Dataset excerpts about pointing to objects
◇ ◇ ◇

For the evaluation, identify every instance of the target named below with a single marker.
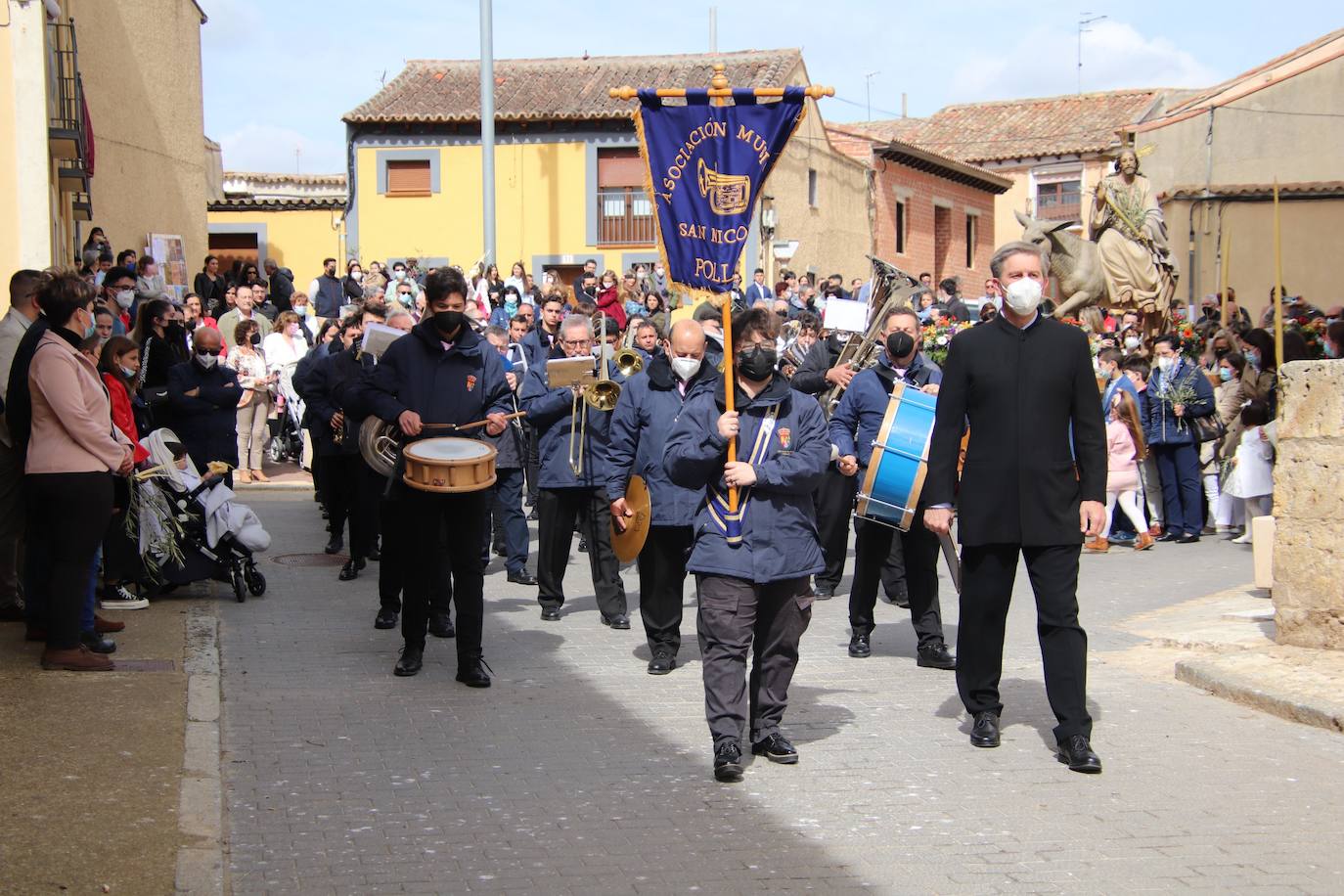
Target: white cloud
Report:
(257, 147)
(1045, 64)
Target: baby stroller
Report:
(288, 441)
(190, 529)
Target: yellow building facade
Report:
(72, 155)
(568, 183)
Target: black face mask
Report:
(758, 363)
(448, 323)
(899, 344)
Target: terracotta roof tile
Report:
(1257, 191)
(574, 89)
(1016, 128)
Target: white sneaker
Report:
(117, 598)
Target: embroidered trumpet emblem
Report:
(728, 194)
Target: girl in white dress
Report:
(1251, 475)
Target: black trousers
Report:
(873, 548)
(987, 579)
(765, 619)
(426, 516)
(833, 504)
(557, 512)
(391, 568)
(661, 585)
(68, 514)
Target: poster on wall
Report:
(171, 254)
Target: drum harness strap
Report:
(718, 504)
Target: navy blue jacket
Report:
(1161, 426)
(327, 388)
(780, 527)
(207, 422)
(650, 406)
(444, 385)
(550, 411)
(538, 347)
(856, 420)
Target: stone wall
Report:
(1309, 506)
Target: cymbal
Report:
(629, 543)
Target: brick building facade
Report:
(929, 212)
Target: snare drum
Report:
(449, 465)
(899, 460)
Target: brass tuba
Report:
(380, 445)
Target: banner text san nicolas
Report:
(707, 165)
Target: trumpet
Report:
(600, 395)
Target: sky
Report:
(279, 74)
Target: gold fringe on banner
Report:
(695, 293)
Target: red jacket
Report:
(609, 302)
(121, 414)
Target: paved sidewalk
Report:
(578, 773)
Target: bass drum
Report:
(899, 460)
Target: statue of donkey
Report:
(1073, 261)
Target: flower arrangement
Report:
(937, 337)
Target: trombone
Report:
(600, 395)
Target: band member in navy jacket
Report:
(650, 405)
(442, 373)
(566, 495)
(854, 427)
(751, 568)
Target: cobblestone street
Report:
(578, 773)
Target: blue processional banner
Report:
(707, 165)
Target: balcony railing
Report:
(624, 216)
(65, 97)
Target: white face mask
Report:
(1023, 295)
(686, 367)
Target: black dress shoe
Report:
(776, 748)
(441, 626)
(934, 655)
(984, 733)
(410, 661)
(97, 643)
(471, 673)
(1077, 754)
(728, 760)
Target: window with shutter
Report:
(409, 177)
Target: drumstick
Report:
(477, 424)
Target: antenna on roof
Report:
(1082, 28)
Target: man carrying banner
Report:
(751, 567)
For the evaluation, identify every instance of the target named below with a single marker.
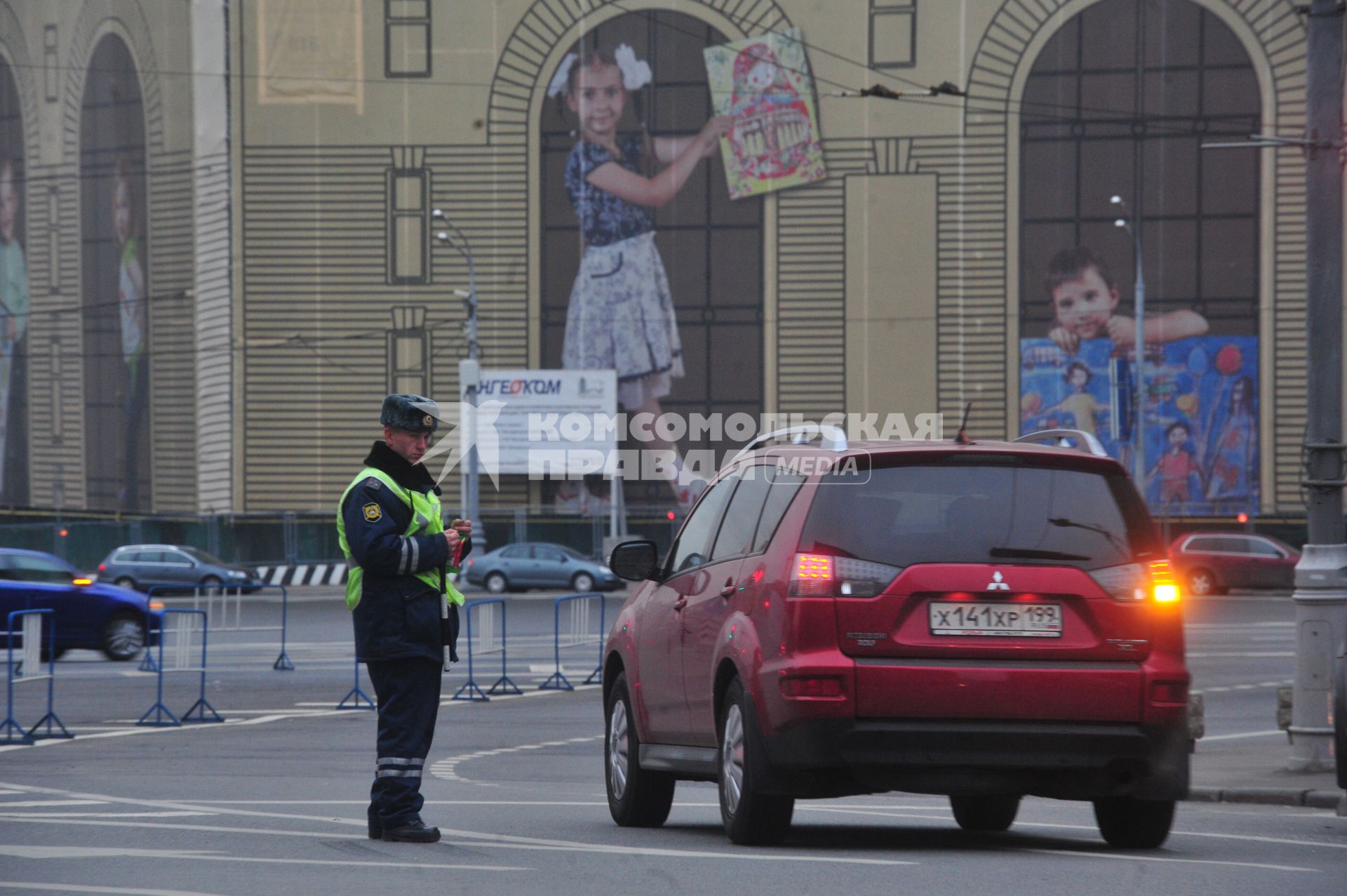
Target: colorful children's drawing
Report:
(764, 84)
(1200, 417)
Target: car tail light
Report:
(825, 575)
(822, 688)
(1137, 582)
(1162, 585)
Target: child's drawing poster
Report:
(764, 84)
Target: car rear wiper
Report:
(1090, 527)
(1035, 554)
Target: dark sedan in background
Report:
(524, 565)
(143, 566)
(1214, 562)
(88, 615)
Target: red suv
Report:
(981, 620)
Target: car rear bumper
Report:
(1066, 761)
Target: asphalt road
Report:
(272, 799)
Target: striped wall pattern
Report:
(317, 305)
(215, 313)
(976, 258)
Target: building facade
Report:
(225, 210)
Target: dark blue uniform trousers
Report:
(408, 702)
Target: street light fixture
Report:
(469, 375)
(1139, 461)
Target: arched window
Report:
(1118, 104)
(711, 246)
(116, 285)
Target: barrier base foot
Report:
(356, 697)
(473, 692)
(556, 682)
(14, 733)
(504, 686)
(201, 708)
(159, 711)
(49, 720)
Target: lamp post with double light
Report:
(1139, 460)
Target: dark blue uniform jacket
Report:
(398, 615)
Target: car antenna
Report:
(962, 437)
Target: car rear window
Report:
(969, 512)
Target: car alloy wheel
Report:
(732, 761)
(1202, 582)
(751, 817)
(617, 756)
(123, 638)
(636, 796)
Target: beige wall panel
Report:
(891, 295)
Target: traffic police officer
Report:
(398, 551)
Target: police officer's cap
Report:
(411, 413)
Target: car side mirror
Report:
(634, 561)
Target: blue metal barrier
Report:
(33, 657)
(503, 685)
(221, 624)
(356, 695)
(558, 681)
(201, 707)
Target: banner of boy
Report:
(1115, 168)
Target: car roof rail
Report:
(1085, 441)
(831, 437)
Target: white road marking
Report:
(197, 855)
(445, 768)
(175, 814)
(1129, 857)
(79, 888)
(1209, 655)
(1241, 736)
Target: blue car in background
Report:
(88, 615)
(524, 565)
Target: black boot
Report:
(414, 831)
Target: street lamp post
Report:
(469, 375)
(1139, 461)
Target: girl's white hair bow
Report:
(636, 73)
(563, 74)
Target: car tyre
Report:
(1202, 582)
(123, 638)
(636, 796)
(1134, 824)
(751, 817)
(985, 814)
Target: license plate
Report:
(996, 620)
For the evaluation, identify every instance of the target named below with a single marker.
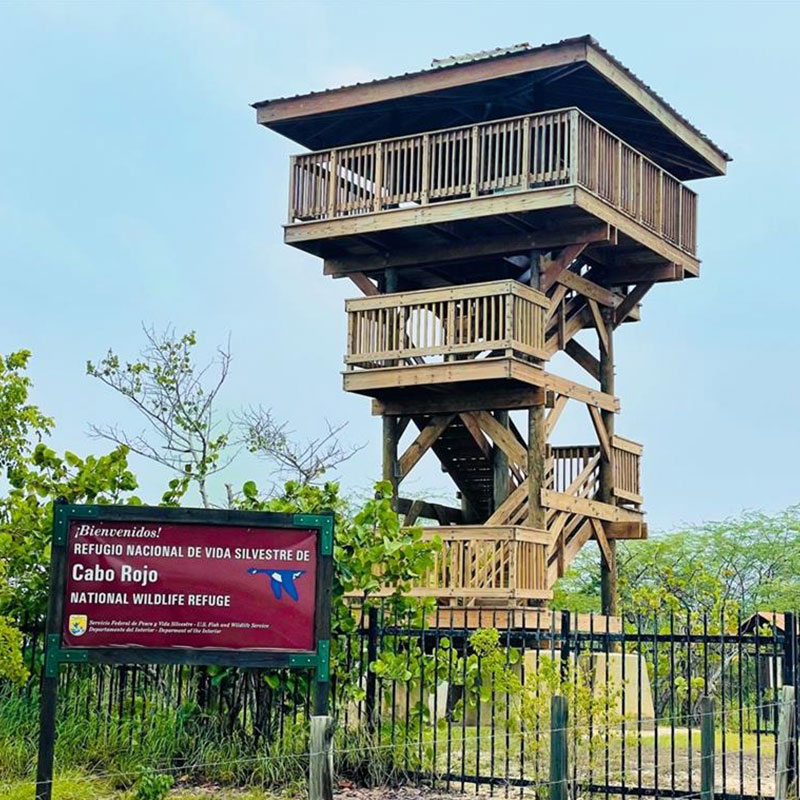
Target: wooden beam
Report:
(587, 508)
(392, 378)
(630, 227)
(502, 437)
(468, 250)
(366, 286)
(553, 268)
(555, 301)
(516, 499)
(576, 323)
(428, 435)
(433, 214)
(600, 535)
(600, 430)
(578, 353)
(631, 300)
(625, 274)
(471, 424)
(589, 289)
(599, 323)
(626, 530)
(414, 402)
(445, 515)
(555, 413)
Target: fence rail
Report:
(554, 148)
(419, 700)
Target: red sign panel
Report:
(163, 585)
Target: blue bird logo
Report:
(281, 580)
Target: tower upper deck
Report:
(494, 85)
(491, 155)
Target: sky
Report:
(136, 188)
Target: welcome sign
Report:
(147, 585)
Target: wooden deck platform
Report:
(535, 174)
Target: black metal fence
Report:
(417, 698)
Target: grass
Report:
(184, 742)
(80, 786)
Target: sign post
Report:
(147, 585)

◇ ◇ ◇

## AIM
Reproduce every line above word for word, omitting the pictures from your answer.

## EXERCISE OUTPUT
For the evaluation, identify every instance of the target named below with a single marker.
Target: white cloud
Report:
(257, 147)
(1045, 64)
Target: baby stroller
Report:
(288, 441)
(190, 529)
Target: yellow building facade
Report:
(72, 155)
(568, 183)
Target: black face mask
Report:
(758, 363)
(448, 323)
(899, 344)
Target: terracotta roof tile
Report:
(1257, 191)
(574, 89)
(1016, 128)
Target: white sneaker
Report:
(117, 598)
Target: embroidered trumpet emblem
Report:
(728, 194)
Target: girl in white dress
Report:
(1251, 475)
Target: black trousers
Report:
(873, 548)
(987, 579)
(765, 619)
(426, 516)
(833, 504)
(557, 512)
(391, 568)
(661, 585)
(68, 514)
Target: poster on wall
Report:
(171, 254)
Target: drum harness strap
Report:
(718, 504)
Target: navy blue jacket
Report:
(1161, 426)
(327, 388)
(780, 527)
(207, 422)
(650, 406)
(444, 385)
(550, 411)
(538, 347)
(856, 420)
Target: stone wall
Report:
(1309, 506)
Target: cymbal
Report:
(629, 543)
Target: brick building facade
Report:
(929, 212)
Target: snare drum
Report:
(449, 465)
(899, 460)
Target: brass tuba
Report:
(380, 445)
Target: banner text san nicolas
Report:
(707, 165)
Target: trumpet
Report:
(600, 395)
Target: sky
Report:
(279, 74)
Target: gold fringe on banner
Report:
(695, 293)
Target: red jacket
Report:
(609, 302)
(121, 414)
Target: paved sidewalk
Report:
(578, 773)
Target: bass drum
Report:
(899, 460)
Target: statue of donkey
Report:
(1073, 261)
Target: flower arrangement
Report:
(937, 337)
Target: trombone
Report:
(600, 395)
Target: band member in navy jacket
Report:
(650, 405)
(442, 373)
(566, 495)
(854, 427)
(751, 568)
Target: cobblestone street
Report:
(578, 773)
Target: blue processional banner
Report:
(707, 165)
Target: balcony railing
Report:
(624, 216)
(65, 97)
Target: white face mask
Report:
(1023, 295)
(686, 367)
Target: black dress shoe
Report:
(776, 748)
(441, 626)
(934, 655)
(984, 733)
(410, 661)
(97, 643)
(471, 673)
(1077, 754)
(728, 760)
Target: window with shutter
Report:
(409, 177)
Target: drumstick
Report:
(477, 424)
Target: antenna on roof
Report:
(1082, 28)
Target: man carrying banner
Report:
(751, 567)
For the evaluation, identify every instance of the target named below with a single marker.
Target: colorful children's drawing
Report:
(764, 84)
(1200, 417)
Target: car tail light
Report:
(825, 575)
(822, 688)
(1137, 582)
(1162, 585)
Target: child's drawing poster
Report:
(764, 84)
Target: car rear wiper
Report:
(1090, 527)
(1035, 554)
Target: dark sedan in background
Report:
(524, 565)
(143, 566)
(1214, 562)
(88, 615)
Target: red suv
Report:
(981, 620)
Target: car rear bumper
Report:
(1066, 761)
Target: asphalt road
Report:
(272, 799)
Target: striped wall pattern
Report:
(317, 305)
(215, 313)
(976, 258)
Target: building facade
Report:
(225, 210)
Target: dark blue uniform trousers
Report:
(408, 702)
Target: street light fixture
Report:
(469, 375)
(1139, 461)
Target: arched window
Report:
(1118, 104)
(711, 246)
(116, 285)
Target: barrier base foot
Report:
(356, 697)
(473, 692)
(556, 682)
(14, 733)
(504, 686)
(201, 708)
(159, 711)
(49, 720)
Target: lamp post with double light
Report:
(1139, 460)
Target: dark blue uniform jacket
Report:
(398, 615)
Target: car antenna
Report:
(962, 437)
Target: car rear window
Report:
(969, 512)
Target: car alloy wheel
Report:
(732, 761)
(1202, 582)
(751, 817)
(617, 756)
(123, 638)
(636, 796)
Target: beige wall panel
Report:
(891, 295)
Target: traffic police officer
Report:
(398, 551)
Target: police officer's cap
Report:
(411, 413)
Target: car side mirror
Report:
(634, 561)
Target: blue metal barrier
Report:
(33, 657)
(503, 685)
(221, 624)
(356, 695)
(558, 681)
(201, 707)
Target: banner of boy
Report:
(1115, 168)
Target: car roof rail
Report:
(1085, 441)
(831, 437)
Target: white road marking
Report:
(197, 855)
(445, 768)
(175, 814)
(1129, 857)
(79, 888)
(1209, 655)
(1241, 736)
Target: blue car in background
Report:
(88, 615)
(524, 565)
Target: black boot
Report:
(414, 831)
Target: street lamp post
Report:
(469, 375)
(1139, 461)
Target: girl's white hair bow
Report:
(636, 73)
(563, 74)
Target: car tyre
Report:
(1202, 582)
(123, 638)
(636, 796)
(1134, 824)
(751, 817)
(985, 814)
Target: license plate
Report:
(996, 620)
For the evaluation, identify every instance of the target named below with a single marker.
Target: wooden beam
Report:
(587, 508)
(392, 378)
(630, 227)
(502, 437)
(468, 250)
(366, 286)
(553, 268)
(555, 301)
(516, 499)
(576, 323)
(428, 435)
(433, 214)
(600, 535)
(600, 430)
(578, 353)
(631, 300)
(625, 274)
(471, 424)
(589, 289)
(599, 323)
(626, 530)
(414, 402)
(445, 515)
(555, 413)
Target: fence rail
Report:
(554, 148)
(419, 700)
Target: red sign panel
Report:
(163, 585)
Target: blue bird logo
Report:
(281, 580)
Target: tower upper deck
Report:
(494, 85)
(491, 155)
Target: sky
Report:
(136, 188)
Target: welcome sign
Report:
(147, 585)
Target: wooden deck platform
Report:
(535, 174)
Target: black metal fence
Report:
(417, 698)
Target: grass
Report:
(184, 742)
(80, 786)
Target: sign post
Report:
(147, 585)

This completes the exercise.